Everything from the line with "Pressing-analysis tagging request: spot the striped" to the end of the data should be restated word for word, and nothing before it.
[START MATERIAL SUPPLIED]
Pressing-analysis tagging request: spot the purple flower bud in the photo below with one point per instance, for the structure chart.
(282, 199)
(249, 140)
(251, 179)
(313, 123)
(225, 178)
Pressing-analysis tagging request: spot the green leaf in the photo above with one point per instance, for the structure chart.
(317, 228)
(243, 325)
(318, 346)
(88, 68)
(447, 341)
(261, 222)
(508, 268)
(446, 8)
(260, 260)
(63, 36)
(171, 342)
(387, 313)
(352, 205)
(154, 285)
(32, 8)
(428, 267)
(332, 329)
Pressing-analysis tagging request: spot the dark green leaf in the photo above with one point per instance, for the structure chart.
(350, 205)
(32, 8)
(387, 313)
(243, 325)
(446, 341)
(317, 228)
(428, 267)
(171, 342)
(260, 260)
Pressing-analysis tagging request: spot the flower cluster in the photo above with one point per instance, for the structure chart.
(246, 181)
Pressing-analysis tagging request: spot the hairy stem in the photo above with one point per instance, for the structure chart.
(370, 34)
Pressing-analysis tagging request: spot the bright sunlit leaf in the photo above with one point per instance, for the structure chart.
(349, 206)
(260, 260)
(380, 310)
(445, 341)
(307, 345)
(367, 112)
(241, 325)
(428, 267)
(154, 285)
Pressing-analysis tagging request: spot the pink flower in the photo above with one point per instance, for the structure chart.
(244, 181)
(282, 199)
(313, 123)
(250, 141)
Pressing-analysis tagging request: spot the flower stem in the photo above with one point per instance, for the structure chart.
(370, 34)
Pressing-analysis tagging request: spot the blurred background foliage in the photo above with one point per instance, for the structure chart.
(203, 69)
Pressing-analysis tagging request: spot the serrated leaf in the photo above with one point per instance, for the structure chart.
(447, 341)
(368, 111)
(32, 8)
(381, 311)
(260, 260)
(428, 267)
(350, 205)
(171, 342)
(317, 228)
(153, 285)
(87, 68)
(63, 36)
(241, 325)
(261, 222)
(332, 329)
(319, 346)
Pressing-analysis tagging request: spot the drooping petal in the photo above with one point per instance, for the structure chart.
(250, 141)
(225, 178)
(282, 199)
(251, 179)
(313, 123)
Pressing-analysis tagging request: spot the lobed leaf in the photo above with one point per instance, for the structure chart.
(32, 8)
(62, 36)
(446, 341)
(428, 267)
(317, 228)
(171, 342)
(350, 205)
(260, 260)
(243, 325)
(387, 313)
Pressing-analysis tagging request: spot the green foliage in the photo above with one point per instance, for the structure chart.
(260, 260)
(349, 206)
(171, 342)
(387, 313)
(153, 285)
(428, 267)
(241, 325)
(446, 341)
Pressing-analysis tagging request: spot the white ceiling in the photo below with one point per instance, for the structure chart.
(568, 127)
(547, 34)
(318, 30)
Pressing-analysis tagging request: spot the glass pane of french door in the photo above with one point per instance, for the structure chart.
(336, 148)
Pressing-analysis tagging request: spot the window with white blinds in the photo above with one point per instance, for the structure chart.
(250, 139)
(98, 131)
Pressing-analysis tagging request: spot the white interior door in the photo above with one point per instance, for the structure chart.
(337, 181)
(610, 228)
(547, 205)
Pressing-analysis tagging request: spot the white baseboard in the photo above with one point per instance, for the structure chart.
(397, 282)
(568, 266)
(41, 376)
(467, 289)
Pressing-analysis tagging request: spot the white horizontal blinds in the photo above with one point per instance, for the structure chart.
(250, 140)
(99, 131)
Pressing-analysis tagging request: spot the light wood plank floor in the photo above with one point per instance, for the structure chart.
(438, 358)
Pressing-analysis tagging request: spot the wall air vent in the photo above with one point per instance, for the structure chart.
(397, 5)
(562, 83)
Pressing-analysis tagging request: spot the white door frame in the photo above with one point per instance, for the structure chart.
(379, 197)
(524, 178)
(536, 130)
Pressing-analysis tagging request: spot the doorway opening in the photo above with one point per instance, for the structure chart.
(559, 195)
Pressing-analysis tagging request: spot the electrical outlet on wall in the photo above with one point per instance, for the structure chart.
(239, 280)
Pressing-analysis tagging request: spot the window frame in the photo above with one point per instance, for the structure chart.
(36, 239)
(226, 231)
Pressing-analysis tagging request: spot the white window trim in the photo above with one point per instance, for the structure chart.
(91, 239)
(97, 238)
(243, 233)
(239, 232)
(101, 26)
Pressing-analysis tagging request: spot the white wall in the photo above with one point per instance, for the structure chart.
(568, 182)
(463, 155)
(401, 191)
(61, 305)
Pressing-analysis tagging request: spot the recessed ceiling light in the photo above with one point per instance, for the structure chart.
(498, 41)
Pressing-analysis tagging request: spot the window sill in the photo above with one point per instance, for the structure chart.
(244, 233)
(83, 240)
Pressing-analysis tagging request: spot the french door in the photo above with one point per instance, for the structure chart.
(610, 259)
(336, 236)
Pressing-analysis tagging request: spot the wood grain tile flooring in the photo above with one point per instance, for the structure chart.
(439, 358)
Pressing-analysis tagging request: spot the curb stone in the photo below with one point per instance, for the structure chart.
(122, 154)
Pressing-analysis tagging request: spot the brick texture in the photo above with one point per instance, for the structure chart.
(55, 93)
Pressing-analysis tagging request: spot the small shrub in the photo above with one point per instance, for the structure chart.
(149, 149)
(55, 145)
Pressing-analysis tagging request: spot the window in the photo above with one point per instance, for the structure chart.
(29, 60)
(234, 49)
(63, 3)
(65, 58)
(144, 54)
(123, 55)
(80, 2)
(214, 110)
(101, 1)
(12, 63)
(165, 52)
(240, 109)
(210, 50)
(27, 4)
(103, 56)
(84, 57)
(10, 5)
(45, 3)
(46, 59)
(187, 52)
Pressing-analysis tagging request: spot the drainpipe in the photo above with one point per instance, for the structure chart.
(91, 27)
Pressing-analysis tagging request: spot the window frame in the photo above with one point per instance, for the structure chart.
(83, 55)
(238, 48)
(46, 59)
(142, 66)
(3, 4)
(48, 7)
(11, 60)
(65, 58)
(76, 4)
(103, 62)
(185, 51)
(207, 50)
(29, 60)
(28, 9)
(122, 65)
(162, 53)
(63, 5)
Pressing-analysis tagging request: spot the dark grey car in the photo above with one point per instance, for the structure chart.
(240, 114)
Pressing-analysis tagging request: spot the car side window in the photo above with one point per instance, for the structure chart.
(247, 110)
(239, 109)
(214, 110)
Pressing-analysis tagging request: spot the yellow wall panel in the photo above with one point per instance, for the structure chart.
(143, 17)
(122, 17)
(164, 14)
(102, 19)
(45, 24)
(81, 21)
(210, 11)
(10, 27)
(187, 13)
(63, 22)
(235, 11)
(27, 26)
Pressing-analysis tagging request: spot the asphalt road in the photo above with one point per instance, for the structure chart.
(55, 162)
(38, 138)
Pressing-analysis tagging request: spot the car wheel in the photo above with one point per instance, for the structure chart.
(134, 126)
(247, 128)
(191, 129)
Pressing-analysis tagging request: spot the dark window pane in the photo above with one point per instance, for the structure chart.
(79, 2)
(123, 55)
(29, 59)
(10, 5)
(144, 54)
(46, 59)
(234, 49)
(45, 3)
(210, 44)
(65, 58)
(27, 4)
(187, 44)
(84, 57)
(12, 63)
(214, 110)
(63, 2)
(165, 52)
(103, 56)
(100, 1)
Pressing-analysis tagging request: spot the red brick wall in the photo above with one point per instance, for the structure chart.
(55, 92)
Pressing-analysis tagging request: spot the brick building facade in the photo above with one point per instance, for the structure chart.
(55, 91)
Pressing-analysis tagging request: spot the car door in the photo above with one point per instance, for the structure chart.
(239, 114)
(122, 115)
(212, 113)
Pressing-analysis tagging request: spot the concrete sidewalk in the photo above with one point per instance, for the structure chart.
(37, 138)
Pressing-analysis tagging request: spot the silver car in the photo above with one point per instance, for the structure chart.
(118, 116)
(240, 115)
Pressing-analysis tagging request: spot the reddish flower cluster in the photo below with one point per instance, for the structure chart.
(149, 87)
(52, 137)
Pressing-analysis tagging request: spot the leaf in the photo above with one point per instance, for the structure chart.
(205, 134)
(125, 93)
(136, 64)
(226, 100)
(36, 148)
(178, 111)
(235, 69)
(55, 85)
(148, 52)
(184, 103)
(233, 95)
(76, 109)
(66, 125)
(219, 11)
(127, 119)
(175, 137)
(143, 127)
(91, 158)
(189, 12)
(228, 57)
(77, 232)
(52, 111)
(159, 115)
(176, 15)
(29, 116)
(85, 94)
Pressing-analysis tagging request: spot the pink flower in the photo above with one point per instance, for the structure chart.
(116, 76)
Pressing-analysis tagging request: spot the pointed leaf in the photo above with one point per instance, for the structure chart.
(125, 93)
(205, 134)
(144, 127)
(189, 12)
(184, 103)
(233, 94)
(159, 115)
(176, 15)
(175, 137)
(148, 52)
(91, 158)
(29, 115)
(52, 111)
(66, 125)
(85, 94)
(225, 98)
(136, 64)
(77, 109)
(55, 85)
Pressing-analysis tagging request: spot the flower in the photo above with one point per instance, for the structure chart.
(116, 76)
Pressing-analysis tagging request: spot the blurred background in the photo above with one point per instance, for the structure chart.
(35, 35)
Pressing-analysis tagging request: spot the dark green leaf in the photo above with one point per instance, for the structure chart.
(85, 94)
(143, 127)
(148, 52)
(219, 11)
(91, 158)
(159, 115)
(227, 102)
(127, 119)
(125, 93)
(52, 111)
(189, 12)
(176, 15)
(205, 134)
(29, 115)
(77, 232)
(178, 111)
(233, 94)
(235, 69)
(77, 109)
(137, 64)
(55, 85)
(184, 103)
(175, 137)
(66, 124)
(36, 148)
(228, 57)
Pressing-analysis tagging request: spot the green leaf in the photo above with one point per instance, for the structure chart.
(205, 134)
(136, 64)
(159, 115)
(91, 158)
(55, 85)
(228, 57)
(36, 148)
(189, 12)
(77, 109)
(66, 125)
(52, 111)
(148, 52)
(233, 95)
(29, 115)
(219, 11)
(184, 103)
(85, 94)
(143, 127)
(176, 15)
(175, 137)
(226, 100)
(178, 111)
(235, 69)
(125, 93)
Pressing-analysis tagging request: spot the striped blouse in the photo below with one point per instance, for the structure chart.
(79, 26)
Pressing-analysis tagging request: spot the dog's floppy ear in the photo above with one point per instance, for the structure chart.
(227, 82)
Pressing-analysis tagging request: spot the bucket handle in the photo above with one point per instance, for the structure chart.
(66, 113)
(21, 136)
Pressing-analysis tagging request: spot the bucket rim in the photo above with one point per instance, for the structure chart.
[END MATERIAL SUPPLIED]
### EXERCISE OUTPUT
Pressing-analysis tagging request: spot the striped blouse in the photo below with one point per instance, for the structure chart.
(79, 26)
Pressing-analysis tagging request: spot the dog's floppy ear in the photo above with one point per instance, for the structure chart.
(227, 82)
Pressing-analysis tagging request: spot the bucket handle in the photo above with one point per instance, for the structure chart.
(66, 113)
(21, 136)
Pressing-analysis tagging request: spot the bucket rim in the photo above with one point per instance, for the structure chart.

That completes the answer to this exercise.